*Quesito 1*. Ricopia il brano sul fracking partendo dalle parole "A queste affermazioni" e fermandoti dopo "litri (ML) d’acqua.".
*Quesito 2*. Secondo la Energy Information Administration citata nel brano sul fracking, quanti pozzi di shale gas sono stati completati nel 2011?

=== Brano ===

Fracking e consumo d’acqua

La recente trasformazione dell’industria del gas naturale degli Stati Uniti ha portato all’attenzione la relazione tra acqua e energia. La rivoluzione del fracking – fratturazione idraulica, in italiano – ha contemporaneamente abbattuto i prezzi del gas naturale in America e restituito vigore ai sogni di indipendenza energetica, generando però un robusto movimento di opposizione ambientalista. Il fracking, schematizzando brutalmente, è la tecnica usata per l’estrazione di gas naturale da sorgenti non convenzionali come gli shale o i depositi profondi di carbone. In pratica, si iniettano sottoterra acqua e sostanze chimiche ad alta pressione per spaccare le rocce ed estrarre il gas che contengono. Parte dell’acqua usata ritorna inquinata e viene iniettata in pozzi cementati per sigillare i liquidi tossici. Le stime più recenti [1] indicano che la quantità media d’acqua utilizzata per pozzo è 20 milioni di litri l’anno. Siccome i pozzi di shale gas sono oltre 30.000 solo in USA, l’allarme ambientalista per l’eccessivo consumo d’acqua non sembra ingiustificato.

A queste affermazioni manca però un termine di riferimento. Parlare di miliardi di litri d’acqua consumati ogni anno per il fracking senza un paragone è solo disinformazione. È ovvio che rispetto all’inazione ogni litro d’acqua consumata sia troppo. Per mettere in prospettiva il consumo d’acqua per l’estrazione dello shale gas è utile rifarsi all’esperienza americana, il Paese che ha maggiormente sfruttato il fracking. Secondo la Energy Information Administration, nel 2011 sono stati completati 27.000 pozzi di shale gas. Usando le stime medie del consumo d’acqua per pozzo, il consumo d’acqua totale per le operazione di fracking in USA nel 2011 si quantifica dunque in circa 500 miliardi di litri (ML) d’acqua.

=== Record forniti ===

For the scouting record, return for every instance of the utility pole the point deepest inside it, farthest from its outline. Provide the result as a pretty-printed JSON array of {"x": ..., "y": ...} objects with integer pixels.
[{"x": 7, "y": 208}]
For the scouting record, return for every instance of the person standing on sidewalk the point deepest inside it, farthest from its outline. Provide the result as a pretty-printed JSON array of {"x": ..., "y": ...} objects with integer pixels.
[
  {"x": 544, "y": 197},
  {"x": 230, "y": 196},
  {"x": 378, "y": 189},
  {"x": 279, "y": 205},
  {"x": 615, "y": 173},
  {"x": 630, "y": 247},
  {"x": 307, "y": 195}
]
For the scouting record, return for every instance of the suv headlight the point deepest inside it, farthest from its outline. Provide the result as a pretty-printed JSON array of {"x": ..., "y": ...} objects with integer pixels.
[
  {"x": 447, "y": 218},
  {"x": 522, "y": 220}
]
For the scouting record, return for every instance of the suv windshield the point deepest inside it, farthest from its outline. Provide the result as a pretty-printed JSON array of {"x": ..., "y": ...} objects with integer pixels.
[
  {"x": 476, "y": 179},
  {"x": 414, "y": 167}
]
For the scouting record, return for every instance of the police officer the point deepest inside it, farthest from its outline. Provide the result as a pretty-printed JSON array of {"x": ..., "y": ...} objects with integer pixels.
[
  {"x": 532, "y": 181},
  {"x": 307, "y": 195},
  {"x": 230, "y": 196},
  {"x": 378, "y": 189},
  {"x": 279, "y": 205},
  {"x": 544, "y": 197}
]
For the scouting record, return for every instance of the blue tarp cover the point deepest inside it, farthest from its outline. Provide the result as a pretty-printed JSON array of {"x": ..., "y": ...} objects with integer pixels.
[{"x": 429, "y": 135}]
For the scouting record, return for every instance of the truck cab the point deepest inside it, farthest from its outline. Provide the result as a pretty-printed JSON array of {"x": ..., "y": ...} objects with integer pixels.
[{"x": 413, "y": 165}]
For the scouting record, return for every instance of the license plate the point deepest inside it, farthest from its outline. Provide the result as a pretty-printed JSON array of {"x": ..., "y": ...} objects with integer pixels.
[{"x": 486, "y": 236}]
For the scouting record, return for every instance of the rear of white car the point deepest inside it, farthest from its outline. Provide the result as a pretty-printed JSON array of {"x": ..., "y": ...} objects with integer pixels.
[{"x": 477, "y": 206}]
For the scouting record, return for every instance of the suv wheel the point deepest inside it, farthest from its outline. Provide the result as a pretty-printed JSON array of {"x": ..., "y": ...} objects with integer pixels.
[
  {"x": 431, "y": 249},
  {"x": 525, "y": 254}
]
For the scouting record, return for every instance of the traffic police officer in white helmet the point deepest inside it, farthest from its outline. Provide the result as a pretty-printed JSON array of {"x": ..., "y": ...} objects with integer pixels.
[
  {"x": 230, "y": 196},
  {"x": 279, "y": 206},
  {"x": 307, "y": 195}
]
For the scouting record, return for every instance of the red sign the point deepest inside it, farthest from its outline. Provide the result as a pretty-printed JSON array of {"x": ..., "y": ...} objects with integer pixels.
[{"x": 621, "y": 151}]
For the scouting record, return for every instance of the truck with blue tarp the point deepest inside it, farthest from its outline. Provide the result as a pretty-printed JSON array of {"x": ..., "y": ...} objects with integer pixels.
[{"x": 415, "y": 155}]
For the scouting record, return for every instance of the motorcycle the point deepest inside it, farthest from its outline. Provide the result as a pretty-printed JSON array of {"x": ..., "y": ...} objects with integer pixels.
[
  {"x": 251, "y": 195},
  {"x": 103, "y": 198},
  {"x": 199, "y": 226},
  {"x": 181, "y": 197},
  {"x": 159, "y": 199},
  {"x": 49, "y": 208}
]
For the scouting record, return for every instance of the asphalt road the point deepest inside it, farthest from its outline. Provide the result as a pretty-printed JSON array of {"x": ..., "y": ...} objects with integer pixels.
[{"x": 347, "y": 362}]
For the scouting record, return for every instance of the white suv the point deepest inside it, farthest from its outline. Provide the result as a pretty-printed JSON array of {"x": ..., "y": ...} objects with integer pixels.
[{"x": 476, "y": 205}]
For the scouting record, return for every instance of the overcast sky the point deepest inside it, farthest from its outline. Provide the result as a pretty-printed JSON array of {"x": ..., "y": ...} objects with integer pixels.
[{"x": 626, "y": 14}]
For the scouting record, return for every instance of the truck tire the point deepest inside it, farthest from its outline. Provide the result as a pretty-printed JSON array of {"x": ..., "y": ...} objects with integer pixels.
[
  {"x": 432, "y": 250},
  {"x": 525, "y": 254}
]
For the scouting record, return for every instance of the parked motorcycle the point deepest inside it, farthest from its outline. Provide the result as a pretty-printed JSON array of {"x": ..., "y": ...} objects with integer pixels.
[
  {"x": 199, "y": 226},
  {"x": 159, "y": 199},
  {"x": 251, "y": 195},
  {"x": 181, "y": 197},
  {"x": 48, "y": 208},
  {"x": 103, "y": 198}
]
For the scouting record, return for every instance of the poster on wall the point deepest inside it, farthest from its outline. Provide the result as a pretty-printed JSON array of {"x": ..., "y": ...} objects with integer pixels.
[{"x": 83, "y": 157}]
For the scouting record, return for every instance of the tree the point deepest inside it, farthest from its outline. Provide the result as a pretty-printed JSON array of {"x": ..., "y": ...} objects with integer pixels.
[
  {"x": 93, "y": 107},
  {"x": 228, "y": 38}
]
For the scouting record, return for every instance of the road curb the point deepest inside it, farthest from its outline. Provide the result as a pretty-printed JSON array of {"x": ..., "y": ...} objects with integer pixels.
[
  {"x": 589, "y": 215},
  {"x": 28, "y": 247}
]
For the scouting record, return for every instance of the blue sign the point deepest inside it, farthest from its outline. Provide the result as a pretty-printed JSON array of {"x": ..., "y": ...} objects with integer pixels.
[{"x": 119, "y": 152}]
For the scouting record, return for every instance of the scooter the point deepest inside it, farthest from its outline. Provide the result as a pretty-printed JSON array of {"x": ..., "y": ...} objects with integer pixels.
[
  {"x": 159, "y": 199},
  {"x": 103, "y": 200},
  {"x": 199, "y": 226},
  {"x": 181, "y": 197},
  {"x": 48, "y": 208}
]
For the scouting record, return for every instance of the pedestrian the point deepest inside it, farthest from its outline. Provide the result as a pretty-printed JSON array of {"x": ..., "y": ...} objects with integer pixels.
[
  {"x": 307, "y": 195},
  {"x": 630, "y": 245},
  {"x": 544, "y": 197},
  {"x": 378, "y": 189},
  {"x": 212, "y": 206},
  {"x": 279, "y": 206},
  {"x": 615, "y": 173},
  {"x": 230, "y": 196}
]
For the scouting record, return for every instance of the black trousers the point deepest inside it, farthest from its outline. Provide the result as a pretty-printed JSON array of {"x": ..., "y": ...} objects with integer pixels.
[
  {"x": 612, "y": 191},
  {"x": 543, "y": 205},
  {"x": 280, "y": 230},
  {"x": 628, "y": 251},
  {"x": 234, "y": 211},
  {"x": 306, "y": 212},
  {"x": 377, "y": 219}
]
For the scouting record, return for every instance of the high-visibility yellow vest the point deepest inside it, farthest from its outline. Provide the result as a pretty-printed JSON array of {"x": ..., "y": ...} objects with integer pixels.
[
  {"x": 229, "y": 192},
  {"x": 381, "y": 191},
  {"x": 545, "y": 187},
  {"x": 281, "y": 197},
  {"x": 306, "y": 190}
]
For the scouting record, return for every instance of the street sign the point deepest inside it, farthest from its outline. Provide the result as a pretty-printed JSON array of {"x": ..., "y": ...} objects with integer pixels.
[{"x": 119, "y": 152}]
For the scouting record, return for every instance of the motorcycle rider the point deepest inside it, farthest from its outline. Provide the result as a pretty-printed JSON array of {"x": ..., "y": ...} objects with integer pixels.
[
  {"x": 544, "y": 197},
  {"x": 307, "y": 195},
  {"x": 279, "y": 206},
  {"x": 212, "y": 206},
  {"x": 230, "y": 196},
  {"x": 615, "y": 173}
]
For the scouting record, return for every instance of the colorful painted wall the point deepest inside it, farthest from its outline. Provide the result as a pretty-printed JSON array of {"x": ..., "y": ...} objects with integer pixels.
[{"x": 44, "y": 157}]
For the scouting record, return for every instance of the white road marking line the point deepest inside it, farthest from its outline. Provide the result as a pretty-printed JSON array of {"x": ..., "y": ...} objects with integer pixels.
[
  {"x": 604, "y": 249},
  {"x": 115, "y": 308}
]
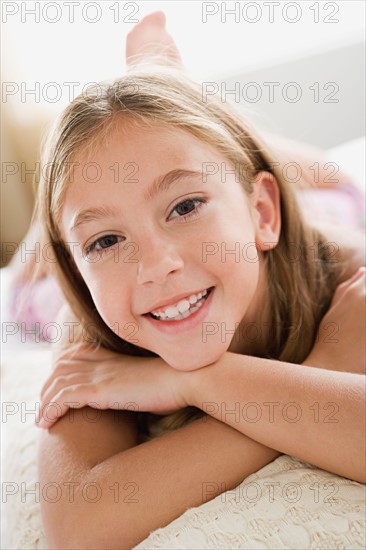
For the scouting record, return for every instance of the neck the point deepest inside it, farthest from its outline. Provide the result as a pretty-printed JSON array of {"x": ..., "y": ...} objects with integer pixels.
[{"x": 252, "y": 334}]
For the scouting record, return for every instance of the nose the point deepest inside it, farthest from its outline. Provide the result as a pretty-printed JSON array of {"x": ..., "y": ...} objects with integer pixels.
[{"x": 157, "y": 261}]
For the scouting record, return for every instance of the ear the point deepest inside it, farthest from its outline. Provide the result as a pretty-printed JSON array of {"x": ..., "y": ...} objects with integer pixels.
[{"x": 266, "y": 211}]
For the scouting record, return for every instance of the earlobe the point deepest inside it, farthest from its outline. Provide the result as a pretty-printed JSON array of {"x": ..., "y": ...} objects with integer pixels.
[{"x": 266, "y": 202}]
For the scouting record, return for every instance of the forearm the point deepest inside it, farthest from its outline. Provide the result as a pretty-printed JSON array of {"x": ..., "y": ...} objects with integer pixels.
[
  {"x": 315, "y": 415},
  {"x": 148, "y": 486}
]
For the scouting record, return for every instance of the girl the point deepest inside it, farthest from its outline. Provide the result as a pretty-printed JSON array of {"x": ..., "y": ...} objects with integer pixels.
[{"x": 184, "y": 256}]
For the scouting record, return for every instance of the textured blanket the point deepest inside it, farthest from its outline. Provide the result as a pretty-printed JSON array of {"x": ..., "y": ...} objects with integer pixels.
[{"x": 287, "y": 504}]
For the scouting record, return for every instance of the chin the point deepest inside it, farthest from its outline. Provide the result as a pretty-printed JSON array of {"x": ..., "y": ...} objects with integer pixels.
[{"x": 188, "y": 363}]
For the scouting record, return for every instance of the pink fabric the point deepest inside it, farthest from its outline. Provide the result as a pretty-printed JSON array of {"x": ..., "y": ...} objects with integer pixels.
[{"x": 342, "y": 206}]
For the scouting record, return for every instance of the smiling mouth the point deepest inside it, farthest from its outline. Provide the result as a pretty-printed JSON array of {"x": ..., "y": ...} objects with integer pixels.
[{"x": 182, "y": 315}]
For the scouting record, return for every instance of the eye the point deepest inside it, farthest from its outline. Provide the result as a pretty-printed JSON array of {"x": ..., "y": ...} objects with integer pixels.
[
  {"x": 188, "y": 208},
  {"x": 101, "y": 244}
]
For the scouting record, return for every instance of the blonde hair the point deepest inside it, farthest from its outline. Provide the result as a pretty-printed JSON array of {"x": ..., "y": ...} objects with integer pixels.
[{"x": 300, "y": 291}]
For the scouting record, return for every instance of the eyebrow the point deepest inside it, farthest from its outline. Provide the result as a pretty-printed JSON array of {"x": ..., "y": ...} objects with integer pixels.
[{"x": 159, "y": 185}]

===

*Soluzione dell'esercizio 1*.
A queste affermazioni manca però un termine di riferimento. Parlare di miliardi di litri d’acqua consumati ogni anno per il fracking senza un paragone è solo disinformazione. È ovvio che rispetto all’inazione ogni litro d’acqua consumata sia troppo. Per mettere in prospettiva il consumo d’acqua per l’estrazione dello shale gas è utile rifarsi all’esperienza americana, il Paese che ha maggiormente sfruttato il fracking. Secondo la Energy Information Administration, nel 2011 sono stati completati 27.000 pozzi di shale gas. Usando le stime medie del consumo d’acqua per pozzo, il consumo d’acqua totale per le operazione di fracking in USA nel 2011 si quantifica dunque in circa 500 miliardi di litri (ML) d’acqua.

*Soluzione dell'esercizio 2*. 27.000 pozzi.